------ INFORMATION SUPPLIED ------

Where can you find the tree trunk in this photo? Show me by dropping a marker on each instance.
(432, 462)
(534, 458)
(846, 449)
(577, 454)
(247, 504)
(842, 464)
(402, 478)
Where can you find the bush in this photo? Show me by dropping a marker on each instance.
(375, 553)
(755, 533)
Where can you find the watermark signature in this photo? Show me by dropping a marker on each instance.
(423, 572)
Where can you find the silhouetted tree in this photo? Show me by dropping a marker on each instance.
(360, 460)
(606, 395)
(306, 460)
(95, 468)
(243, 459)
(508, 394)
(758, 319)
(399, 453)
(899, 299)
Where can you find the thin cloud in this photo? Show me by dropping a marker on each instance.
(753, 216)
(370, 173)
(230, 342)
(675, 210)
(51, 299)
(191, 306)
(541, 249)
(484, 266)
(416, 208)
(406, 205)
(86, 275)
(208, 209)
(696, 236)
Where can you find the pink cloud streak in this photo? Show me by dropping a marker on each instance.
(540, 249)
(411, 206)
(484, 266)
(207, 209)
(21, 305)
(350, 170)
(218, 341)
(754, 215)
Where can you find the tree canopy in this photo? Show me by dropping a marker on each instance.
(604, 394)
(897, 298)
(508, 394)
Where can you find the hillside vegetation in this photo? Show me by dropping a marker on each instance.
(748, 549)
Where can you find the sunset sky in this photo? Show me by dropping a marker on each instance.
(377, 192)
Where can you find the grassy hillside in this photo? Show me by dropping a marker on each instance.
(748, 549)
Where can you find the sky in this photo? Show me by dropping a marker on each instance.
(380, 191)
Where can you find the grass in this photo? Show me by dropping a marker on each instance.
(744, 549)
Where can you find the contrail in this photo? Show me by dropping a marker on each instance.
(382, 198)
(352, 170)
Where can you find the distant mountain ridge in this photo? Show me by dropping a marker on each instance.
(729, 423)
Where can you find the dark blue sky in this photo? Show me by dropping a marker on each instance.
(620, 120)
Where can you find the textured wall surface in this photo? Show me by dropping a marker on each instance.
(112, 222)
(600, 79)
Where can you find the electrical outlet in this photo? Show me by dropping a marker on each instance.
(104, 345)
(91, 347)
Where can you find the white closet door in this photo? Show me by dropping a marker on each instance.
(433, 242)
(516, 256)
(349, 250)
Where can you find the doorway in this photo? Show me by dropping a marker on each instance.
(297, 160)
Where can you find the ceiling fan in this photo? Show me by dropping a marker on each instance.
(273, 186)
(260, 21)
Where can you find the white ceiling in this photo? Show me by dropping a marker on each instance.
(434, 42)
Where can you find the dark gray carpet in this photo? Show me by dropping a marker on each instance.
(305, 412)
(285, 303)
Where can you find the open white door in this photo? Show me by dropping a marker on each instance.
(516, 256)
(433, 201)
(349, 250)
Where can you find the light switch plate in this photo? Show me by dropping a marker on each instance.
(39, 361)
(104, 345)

------

Beginning with the line in which "Where can you find the open" appears, print each remaining line of the listing exactly, the last line included.

Where can you find the open white door in this photo? Show me by dropping a marker on each instance.
(516, 256)
(433, 201)
(349, 250)
Where can you find the light switch plate in this photo? Show me by dropping a marker on each instance.
(39, 361)
(104, 345)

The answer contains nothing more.